▸ **WHAT TO PRODUCE**: Render the lines below as a Markdown table with columns No and Line, beginning at the line containing "In the photo above, where can the dirt" and running through the line containing "column 39, row 267". Number each row in No, and omit blank lines.
BEGIN
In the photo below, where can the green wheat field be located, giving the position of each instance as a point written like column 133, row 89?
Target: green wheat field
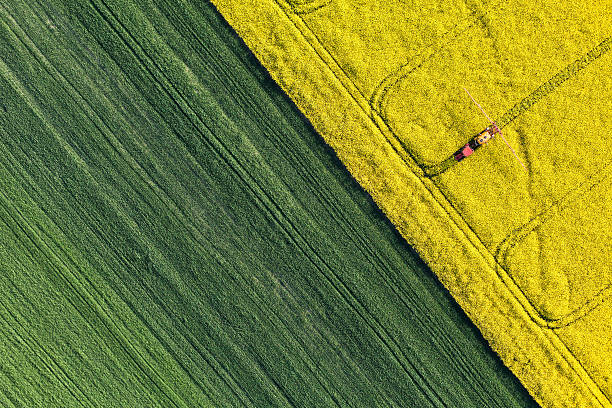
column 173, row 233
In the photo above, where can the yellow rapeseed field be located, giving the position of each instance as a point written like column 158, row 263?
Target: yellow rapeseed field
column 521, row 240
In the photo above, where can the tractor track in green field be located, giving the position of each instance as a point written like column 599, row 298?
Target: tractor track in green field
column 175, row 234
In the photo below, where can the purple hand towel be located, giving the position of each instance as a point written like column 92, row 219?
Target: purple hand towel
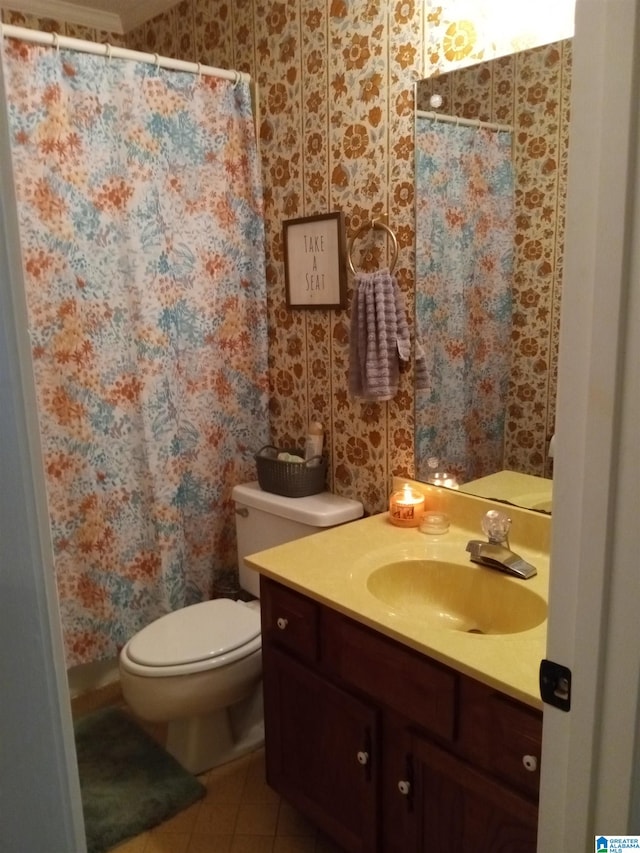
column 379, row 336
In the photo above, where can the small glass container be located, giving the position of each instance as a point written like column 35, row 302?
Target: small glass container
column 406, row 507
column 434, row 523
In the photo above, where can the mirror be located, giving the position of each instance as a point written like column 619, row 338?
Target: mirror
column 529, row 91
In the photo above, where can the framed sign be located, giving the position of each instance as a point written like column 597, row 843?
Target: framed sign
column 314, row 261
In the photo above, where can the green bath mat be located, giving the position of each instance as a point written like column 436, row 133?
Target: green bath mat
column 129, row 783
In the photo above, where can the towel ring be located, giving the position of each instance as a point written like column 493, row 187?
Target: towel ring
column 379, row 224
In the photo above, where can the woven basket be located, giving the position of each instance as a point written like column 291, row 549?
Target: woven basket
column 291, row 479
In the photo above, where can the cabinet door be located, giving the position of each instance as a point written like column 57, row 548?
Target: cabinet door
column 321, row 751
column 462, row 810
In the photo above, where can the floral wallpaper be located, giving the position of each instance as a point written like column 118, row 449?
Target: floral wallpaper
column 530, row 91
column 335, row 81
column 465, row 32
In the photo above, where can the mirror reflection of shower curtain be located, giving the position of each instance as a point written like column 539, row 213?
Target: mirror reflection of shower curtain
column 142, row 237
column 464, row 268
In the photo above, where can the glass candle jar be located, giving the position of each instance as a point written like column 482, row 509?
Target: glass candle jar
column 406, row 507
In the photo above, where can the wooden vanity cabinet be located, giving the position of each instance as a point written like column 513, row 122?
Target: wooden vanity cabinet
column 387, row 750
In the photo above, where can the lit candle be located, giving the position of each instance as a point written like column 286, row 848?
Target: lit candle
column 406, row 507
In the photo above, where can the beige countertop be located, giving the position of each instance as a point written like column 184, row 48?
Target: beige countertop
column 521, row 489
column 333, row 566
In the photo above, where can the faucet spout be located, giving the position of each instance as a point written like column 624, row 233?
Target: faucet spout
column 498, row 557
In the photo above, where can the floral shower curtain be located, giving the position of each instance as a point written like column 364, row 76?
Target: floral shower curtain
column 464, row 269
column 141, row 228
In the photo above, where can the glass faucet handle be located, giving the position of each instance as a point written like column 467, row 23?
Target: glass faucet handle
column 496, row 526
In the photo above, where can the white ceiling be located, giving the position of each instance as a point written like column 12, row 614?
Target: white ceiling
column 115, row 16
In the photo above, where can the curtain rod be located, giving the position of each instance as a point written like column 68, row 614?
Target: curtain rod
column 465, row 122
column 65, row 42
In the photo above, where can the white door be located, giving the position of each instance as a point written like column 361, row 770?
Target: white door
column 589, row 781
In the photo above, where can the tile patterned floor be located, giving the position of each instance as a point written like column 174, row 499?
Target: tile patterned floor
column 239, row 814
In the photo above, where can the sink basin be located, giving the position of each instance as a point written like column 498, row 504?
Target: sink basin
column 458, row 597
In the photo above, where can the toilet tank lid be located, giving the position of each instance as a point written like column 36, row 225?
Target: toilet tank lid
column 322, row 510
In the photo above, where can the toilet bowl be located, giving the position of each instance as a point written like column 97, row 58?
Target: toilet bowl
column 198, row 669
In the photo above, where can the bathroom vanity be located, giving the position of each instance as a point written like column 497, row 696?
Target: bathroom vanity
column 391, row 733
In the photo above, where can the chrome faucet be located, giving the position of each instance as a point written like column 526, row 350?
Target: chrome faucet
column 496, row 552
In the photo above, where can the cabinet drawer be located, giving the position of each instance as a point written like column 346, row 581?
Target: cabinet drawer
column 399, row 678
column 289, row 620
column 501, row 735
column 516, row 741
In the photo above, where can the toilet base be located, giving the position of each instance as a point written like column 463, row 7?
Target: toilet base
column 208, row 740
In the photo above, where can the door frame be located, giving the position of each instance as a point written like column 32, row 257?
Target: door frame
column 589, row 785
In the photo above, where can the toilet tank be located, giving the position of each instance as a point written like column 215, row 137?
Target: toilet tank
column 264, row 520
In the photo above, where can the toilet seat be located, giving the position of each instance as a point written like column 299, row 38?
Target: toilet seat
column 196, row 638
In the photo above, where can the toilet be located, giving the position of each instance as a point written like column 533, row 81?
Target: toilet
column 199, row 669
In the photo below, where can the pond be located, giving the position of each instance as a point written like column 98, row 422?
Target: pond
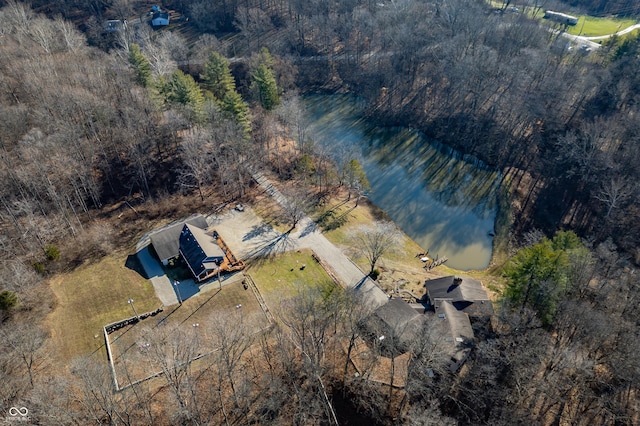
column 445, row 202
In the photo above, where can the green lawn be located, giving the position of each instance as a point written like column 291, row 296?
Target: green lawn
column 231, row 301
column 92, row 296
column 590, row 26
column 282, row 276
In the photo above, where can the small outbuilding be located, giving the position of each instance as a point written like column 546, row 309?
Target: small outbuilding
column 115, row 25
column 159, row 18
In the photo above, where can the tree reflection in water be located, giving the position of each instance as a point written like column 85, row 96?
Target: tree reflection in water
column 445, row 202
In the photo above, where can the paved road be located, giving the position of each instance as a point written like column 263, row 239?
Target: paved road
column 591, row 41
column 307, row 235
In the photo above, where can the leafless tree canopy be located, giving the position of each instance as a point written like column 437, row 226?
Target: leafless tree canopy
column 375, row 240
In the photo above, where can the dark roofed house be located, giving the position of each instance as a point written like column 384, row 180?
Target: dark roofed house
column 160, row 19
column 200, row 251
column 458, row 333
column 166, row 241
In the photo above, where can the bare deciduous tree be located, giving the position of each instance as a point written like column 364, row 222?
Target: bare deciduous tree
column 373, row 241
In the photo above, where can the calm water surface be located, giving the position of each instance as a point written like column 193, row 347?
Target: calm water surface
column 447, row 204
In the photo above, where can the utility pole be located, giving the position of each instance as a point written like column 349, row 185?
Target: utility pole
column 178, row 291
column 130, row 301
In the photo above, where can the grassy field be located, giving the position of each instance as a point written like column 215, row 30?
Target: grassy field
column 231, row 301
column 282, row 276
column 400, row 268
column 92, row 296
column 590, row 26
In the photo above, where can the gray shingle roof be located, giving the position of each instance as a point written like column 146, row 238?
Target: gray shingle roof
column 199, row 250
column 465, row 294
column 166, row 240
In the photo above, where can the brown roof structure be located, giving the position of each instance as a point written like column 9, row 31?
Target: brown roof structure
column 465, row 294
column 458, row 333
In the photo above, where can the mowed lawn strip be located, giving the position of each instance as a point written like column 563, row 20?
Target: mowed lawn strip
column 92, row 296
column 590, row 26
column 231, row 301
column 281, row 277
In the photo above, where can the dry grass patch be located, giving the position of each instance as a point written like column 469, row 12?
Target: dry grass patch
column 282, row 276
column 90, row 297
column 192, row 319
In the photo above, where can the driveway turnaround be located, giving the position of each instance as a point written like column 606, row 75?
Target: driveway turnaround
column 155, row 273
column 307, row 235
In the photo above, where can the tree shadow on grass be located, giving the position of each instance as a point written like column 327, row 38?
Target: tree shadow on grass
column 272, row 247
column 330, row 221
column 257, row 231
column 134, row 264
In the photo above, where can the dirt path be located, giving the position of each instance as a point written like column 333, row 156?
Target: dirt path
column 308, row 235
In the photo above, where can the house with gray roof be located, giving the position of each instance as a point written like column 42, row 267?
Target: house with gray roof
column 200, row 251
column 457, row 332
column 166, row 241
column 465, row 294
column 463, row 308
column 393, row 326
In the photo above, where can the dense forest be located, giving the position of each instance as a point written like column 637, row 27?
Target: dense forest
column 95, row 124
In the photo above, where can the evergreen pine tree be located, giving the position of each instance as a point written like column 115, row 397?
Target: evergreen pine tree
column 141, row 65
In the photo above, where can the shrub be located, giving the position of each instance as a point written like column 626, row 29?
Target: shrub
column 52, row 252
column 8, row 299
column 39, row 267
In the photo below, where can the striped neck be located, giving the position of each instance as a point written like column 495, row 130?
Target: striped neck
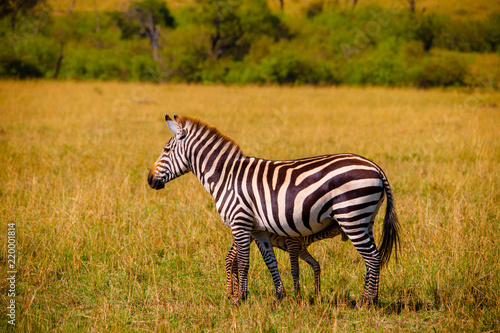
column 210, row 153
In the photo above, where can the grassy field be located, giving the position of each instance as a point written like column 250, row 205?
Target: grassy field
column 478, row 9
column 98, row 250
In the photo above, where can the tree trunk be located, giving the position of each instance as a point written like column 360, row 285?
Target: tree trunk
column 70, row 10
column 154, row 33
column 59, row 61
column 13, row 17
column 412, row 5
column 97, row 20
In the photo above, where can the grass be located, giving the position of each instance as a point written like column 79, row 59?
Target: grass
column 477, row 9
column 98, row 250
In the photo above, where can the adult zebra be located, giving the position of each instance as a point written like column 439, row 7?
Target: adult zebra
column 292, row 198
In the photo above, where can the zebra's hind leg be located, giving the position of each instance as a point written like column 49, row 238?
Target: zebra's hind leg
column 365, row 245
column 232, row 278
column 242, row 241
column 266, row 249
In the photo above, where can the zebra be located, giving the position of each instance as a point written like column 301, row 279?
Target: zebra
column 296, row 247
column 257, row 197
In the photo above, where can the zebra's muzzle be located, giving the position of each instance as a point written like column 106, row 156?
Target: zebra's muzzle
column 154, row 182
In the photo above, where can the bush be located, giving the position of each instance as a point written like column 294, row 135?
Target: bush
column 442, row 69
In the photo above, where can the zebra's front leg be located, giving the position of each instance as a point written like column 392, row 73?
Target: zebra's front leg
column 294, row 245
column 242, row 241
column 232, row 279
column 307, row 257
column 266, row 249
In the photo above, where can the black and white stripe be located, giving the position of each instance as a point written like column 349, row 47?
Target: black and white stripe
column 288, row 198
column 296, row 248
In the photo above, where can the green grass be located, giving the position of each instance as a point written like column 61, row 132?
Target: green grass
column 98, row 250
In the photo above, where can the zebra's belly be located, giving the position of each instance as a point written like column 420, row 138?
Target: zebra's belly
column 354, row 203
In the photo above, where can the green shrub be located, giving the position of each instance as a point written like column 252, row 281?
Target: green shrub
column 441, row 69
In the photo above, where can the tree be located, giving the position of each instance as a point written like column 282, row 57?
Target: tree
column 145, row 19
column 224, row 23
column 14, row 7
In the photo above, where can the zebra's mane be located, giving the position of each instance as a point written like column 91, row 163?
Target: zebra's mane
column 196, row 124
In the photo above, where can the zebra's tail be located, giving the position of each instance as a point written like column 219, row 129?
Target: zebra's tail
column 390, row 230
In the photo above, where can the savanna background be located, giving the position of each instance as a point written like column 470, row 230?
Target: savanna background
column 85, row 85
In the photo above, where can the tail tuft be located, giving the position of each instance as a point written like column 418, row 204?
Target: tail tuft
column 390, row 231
END
▸ **SOLUTION TO THE PROBLEM**:
| No | Line |
|---|---|
| 1 | In the photo above, where can the dirt path be located, giving the position of each instance as a point written like column 333, row 156? |
| 2 | Target: dirt path |
| 3 | column 308, row 235 |
| 4 | In the photo above, where can the house with gray roof be located, giving the position of each instance as a point written like column 42, row 267? |
| 5 | Target: house with gray roof |
| 6 | column 200, row 251 |
| 7 | column 457, row 332 |
| 8 | column 166, row 241 |
| 9 | column 465, row 294 |
| 10 | column 463, row 308 |
| 11 | column 393, row 326 |
| 12 | In the photo above, where can the dense forest be located, giving the position of each instance as a point written like column 637, row 27? |
| 13 | Target: dense forest |
| 14 | column 95, row 124 |
| 15 | In the photo above, where can the evergreen pine tree be located, giving the position of each instance as a point written like column 115, row 397? |
| 16 | Target: evergreen pine tree |
| 17 | column 141, row 65 |
| 18 | In the photo above, where can the shrub be located, giving the position of each instance as a point written like column 626, row 29? |
| 19 | Target: shrub |
| 20 | column 52, row 252 |
| 21 | column 8, row 299 |
| 22 | column 39, row 267 |